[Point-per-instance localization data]
____

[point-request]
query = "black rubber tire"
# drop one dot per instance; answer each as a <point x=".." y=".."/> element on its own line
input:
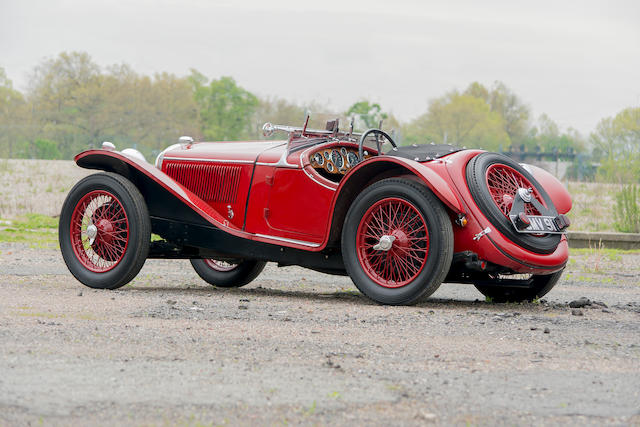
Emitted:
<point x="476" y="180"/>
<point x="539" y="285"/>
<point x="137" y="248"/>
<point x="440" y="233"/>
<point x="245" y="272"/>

____

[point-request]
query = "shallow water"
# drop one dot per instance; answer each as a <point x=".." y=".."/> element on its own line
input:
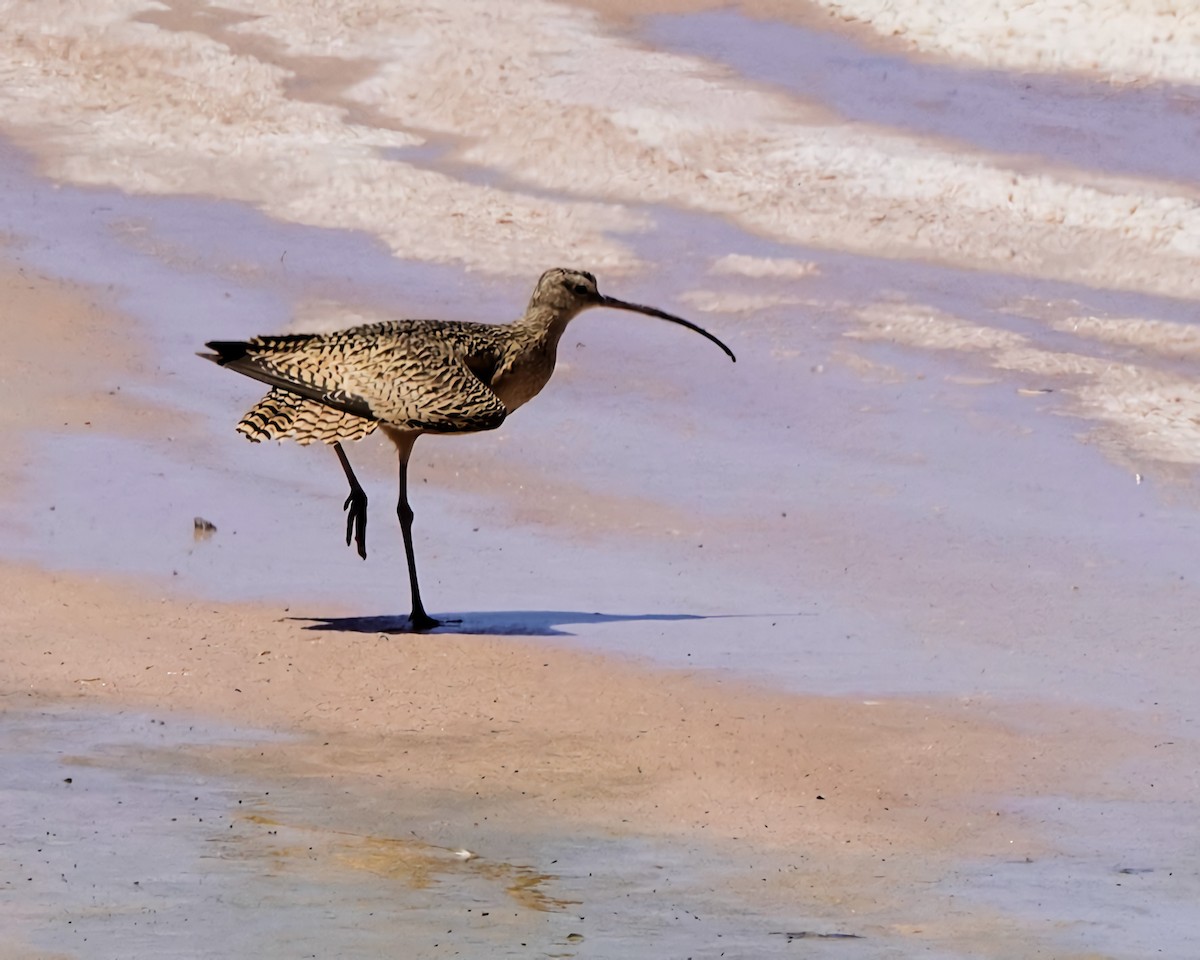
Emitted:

____

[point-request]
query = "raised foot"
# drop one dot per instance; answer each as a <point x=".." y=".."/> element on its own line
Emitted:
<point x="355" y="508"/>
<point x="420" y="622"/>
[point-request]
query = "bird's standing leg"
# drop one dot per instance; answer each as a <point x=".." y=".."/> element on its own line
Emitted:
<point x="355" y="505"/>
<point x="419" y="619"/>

____

__EXERCISE DETAILS__. Among the lines of the data, some may include "query" as a word or string; report how many, and nothing else.

__RESPONSE TO THIS TASK__. 4